Problem to solve | In the material below, the lines from the one containing "Target: two-story apartment building" through the one containing "x=29, y=289" are to be given again exactly, ends included, and no others.

Task material below:

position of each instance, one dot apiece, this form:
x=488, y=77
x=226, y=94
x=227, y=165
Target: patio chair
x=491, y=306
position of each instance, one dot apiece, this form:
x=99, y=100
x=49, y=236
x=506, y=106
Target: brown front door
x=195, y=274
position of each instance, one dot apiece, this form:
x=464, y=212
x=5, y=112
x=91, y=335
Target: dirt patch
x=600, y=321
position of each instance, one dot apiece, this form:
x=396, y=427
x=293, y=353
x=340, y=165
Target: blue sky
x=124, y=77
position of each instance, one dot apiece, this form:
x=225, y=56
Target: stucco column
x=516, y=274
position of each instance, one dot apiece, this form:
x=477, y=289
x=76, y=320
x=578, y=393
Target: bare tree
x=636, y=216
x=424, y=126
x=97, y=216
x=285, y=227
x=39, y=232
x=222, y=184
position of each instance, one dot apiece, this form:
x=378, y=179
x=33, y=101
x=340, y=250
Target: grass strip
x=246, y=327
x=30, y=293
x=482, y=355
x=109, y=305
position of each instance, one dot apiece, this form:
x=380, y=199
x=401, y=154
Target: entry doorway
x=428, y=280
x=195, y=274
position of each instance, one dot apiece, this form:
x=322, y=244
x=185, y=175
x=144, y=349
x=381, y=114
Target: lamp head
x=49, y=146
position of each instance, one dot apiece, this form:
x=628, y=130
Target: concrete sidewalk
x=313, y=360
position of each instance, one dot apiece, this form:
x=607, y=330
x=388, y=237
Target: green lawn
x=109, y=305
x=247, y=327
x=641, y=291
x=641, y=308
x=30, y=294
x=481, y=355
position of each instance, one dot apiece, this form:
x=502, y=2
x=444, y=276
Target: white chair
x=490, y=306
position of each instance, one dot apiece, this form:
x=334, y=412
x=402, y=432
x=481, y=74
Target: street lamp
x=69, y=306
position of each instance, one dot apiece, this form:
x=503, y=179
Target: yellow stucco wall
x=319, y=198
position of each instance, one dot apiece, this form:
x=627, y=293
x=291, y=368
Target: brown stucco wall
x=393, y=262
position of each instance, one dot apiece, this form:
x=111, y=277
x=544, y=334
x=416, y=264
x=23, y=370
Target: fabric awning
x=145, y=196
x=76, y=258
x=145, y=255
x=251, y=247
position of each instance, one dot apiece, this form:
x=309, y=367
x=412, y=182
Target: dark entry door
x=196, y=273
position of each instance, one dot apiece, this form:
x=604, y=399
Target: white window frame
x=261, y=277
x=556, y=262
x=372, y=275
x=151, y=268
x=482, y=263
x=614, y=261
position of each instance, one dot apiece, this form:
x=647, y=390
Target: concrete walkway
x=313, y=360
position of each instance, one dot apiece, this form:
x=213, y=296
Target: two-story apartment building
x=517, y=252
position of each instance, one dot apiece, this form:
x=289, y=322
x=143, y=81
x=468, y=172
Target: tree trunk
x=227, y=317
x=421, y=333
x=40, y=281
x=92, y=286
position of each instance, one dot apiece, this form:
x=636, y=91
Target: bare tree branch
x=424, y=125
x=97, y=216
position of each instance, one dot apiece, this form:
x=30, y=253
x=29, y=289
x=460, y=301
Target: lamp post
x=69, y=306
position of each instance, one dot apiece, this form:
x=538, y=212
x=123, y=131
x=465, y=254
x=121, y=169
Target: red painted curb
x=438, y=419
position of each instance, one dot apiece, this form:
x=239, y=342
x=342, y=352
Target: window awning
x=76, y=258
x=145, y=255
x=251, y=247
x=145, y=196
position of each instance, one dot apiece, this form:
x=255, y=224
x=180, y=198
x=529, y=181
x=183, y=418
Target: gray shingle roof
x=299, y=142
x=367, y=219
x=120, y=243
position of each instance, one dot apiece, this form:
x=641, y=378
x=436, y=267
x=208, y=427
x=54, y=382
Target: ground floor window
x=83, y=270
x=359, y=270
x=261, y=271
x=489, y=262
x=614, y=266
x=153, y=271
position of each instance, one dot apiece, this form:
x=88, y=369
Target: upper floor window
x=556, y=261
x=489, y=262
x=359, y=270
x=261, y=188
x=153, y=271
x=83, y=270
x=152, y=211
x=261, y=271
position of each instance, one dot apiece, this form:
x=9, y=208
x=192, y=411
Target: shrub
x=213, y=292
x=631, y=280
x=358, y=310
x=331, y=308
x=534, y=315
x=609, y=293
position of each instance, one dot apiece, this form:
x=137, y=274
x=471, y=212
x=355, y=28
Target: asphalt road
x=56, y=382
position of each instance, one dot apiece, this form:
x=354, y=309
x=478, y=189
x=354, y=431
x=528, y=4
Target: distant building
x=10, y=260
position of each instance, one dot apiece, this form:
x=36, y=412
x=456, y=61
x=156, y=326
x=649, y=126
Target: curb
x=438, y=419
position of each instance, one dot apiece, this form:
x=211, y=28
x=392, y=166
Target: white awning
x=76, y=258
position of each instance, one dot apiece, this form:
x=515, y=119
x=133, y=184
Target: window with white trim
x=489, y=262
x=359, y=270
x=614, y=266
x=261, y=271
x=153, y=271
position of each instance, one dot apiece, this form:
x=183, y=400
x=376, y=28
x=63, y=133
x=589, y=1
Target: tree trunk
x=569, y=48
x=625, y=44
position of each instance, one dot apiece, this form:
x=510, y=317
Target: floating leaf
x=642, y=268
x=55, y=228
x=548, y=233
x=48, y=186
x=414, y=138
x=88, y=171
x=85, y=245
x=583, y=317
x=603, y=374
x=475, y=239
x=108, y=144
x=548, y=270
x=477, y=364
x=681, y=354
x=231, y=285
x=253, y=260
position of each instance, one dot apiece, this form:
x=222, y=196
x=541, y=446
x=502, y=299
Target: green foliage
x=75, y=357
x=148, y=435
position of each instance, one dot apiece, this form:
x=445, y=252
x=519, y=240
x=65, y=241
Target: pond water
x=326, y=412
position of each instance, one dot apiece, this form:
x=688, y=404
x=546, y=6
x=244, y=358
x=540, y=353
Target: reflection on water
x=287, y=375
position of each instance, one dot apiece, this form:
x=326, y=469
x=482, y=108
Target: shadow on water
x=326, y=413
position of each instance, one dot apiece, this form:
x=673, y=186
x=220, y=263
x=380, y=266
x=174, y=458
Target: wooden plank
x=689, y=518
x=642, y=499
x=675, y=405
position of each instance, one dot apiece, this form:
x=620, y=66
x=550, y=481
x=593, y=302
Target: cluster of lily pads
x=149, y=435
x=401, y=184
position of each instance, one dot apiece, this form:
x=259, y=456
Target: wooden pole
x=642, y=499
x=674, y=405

End of Task material.

Written response |
Target: two-story apartment building
x=517, y=252
position of each instance, one dot apiece, this form:
x=289, y=322
x=143, y=81
x=468, y=172
Target: tree trunk
x=227, y=317
x=421, y=333
x=40, y=281
x=92, y=286
position of each instance, one dot apiece, this form:
x=636, y=91
Target: bare tree branch
x=424, y=125
x=97, y=216
position of each instance, one dot apiece, this form:
x=30, y=253
x=29, y=289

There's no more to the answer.